What is expected: Convert the rows from the beginning through the line containing "[[418, 475]]" into a JSON list of strings, with one string per line and no blank lines. Leave the pictures out.

* Begin Data listing *

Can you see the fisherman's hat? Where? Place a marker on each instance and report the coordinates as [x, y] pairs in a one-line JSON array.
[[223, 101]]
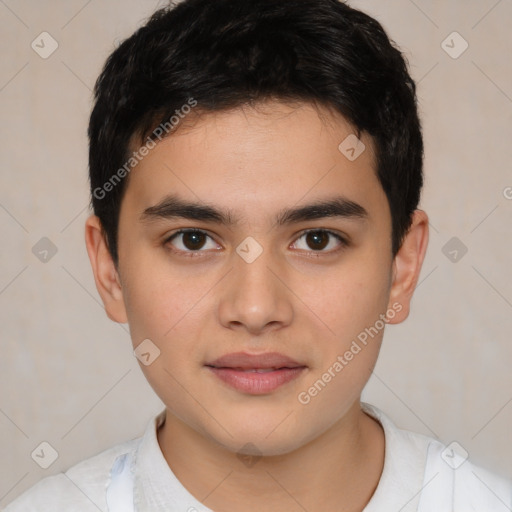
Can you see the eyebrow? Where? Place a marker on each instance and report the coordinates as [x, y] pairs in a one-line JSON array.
[[174, 207]]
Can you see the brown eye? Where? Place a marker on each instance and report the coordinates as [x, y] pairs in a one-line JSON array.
[[191, 241], [318, 240]]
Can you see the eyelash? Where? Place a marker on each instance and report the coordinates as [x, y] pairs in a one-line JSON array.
[[191, 254]]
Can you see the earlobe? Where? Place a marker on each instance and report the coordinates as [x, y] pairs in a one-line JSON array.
[[105, 273], [407, 265]]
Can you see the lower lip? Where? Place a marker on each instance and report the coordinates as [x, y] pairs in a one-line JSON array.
[[255, 383]]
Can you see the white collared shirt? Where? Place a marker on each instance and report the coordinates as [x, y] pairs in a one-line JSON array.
[[418, 475]]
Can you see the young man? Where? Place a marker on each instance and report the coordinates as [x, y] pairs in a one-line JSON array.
[[255, 169]]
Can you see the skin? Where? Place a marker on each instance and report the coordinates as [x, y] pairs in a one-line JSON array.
[[307, 304]]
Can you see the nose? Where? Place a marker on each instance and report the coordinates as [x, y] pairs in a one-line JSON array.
[[255, 297]]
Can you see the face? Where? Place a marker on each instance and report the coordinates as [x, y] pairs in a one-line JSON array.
[[266, 308]]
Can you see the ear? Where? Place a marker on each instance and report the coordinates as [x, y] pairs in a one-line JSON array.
[[407, 266], [106, 275]]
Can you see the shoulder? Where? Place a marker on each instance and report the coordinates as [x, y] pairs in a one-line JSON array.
[[450, 480], [79, 489]]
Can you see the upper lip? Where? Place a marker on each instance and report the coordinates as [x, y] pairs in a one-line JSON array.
[[245, 361]]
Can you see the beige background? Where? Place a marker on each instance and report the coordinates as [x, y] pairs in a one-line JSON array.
[[68, 375]]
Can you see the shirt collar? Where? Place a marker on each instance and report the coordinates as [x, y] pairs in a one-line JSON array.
[[156, 487]]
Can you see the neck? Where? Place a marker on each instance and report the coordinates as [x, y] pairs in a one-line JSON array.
[[340, 467]]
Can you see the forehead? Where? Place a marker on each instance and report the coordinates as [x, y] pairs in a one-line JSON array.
[[256, 159]]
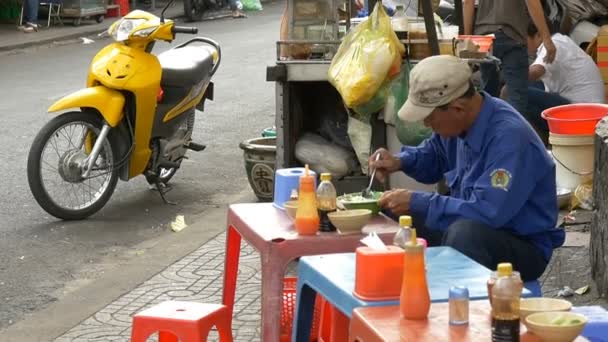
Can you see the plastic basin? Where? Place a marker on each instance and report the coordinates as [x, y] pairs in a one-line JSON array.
[[484, 42], [579, 119]]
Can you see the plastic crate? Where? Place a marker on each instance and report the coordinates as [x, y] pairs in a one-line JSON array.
[[289, 306]]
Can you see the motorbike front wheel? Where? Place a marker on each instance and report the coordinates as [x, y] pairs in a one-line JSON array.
[[55, 166]]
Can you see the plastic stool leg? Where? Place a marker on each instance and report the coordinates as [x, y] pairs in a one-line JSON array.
[[324, 322], [339, 326], [165, 336], [233, 250], [305, 302]]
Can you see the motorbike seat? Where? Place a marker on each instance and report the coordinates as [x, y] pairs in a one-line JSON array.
[[185, 66]]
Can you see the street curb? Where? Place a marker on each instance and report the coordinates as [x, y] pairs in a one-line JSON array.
[[51, 40], [92, 31]]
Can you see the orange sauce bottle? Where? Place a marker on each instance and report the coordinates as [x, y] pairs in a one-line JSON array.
[[307, 217], [415, 301]]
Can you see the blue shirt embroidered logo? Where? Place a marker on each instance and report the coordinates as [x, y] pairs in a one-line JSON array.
[[500, 178]]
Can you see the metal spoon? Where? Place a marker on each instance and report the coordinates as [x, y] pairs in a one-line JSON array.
[[367, 193]]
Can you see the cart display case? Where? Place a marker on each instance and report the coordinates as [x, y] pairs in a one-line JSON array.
[[303, 95]]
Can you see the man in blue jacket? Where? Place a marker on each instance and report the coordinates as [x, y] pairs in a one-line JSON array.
[[502, 205]]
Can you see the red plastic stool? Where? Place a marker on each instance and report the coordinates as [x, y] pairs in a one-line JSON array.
[[186, 321], [334, 324]]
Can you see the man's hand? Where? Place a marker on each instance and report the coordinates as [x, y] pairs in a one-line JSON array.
[[386, 165], [397, 201], [551, 50]]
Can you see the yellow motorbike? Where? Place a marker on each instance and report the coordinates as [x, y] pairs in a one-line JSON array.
[[135, 117]]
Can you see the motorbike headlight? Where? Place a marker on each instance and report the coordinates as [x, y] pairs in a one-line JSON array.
[[122, 32], [144, 32]]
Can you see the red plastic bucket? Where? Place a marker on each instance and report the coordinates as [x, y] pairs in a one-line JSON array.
[[579, 118]]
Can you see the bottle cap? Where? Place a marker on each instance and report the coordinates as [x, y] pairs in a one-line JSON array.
[[504, 269], [307, 182], [405, 221], [459, 292], [325, 176]]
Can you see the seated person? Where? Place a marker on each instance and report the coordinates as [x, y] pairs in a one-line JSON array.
[[502, 205], [572, 78]]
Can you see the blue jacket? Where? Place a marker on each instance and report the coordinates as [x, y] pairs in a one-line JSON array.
[[499, 173]]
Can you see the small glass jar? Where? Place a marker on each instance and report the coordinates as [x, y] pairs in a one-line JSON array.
[[459, 305]]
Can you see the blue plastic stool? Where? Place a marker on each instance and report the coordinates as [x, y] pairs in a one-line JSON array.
[[596, 329], [534, 288], [333, 277], [286, 180]]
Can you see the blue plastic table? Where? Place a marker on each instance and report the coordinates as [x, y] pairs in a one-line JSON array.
[[333, 277]]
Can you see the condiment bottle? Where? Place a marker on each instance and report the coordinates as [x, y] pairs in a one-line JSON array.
[[506, 294], [326, 202], [459, 305], [415, 301], [404, 233], [307, 217]]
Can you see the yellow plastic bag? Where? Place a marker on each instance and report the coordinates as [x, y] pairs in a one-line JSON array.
[[369, 55]]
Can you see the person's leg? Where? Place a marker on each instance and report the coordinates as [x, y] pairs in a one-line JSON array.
[[489, 247], [490, 79], [515, 71], [236, 13], [538, 101]]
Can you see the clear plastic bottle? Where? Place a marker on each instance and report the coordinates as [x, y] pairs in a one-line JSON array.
[[506, 294], [459, 305], [415, 300], [307, 217], [404, 233], [399, 22], [326, 202]]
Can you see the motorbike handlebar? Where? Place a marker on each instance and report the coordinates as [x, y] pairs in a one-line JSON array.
[[185, 29]]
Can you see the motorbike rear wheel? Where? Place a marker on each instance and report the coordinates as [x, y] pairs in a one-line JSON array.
[[55, 166], [164, 175]]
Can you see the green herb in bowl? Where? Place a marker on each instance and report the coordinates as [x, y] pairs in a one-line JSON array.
[[356, 201]]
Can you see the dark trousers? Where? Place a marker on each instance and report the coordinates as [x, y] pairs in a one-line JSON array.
[[514, 58], [488, 246], [538, 101]]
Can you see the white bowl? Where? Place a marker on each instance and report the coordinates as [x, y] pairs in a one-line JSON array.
[[556, 326], [350, 221]]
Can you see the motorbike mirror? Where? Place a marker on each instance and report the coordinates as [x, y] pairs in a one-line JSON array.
[[162, 14]]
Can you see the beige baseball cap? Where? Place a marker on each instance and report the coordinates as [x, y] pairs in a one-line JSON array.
[[435, 81]]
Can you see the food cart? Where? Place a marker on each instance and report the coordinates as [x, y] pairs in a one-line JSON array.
[[304, 97]]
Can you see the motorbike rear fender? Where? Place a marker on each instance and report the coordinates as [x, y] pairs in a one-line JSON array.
[[108, 102]]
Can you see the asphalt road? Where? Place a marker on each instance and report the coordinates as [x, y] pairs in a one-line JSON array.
[[44, 260]]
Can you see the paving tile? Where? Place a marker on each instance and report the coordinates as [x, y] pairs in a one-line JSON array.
[[196, 277]]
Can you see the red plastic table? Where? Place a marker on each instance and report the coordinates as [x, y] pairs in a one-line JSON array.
[[379, 324], [271, 232]]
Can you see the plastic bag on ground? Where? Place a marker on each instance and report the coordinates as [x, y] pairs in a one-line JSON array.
[[251, 5], [360, 134], [583, 196], [368, 56]]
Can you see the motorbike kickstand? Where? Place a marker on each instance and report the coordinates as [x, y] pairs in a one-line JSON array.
[[161, 190]]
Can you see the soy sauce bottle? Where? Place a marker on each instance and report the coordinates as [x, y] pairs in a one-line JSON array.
[[506, 294], [326, 202]]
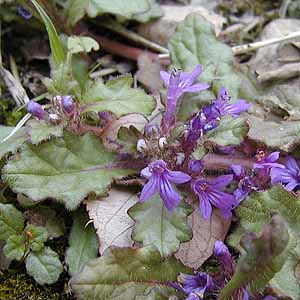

* End Data listing *

Task solution:
[
  "Can you see the fisherman's hat? Where? Place a marker on each instance and report the coordinates as [x, y] pairs in a one-line JSON array.",
  "[[223, 101]]",
  "Can you see the eyebrow? Where? Place a marker on each instance and report the coordinates as [x, y] pairs in a one-line JSON array.",
  "[[174, 207]]",
  "Can you see the brown eye? Where? Place a marker on each instance and report the coordinates as [x, y] pairs in a one-line JSON array.",
  "[[191, 241], [318, 240]]",
  "Can you see the eyelash? Where? Place a marker on each instance and report the coordinates as [x, y] pairs in a one-line JSON array.",
  "[[191, 254]]",
  "Can you see the earlobe? Where? Place a marker on each instance and report the coordinates as [x, y] pairs in a one-line JSON array.",
  "[[105, 273], [407, 265]]",
  "Can you see the lower lip? Where? Place a marker on each instance and report the coordinates as [x, y] pairs in a one-line JSON array.",
  "[[255, 383]]",
  "Can you see the white collared shirt? Where? Place a marker on each instance and report the coordinates as [x, y] pairs in a one-line JSON array.",
  "[[418, 475]]"
]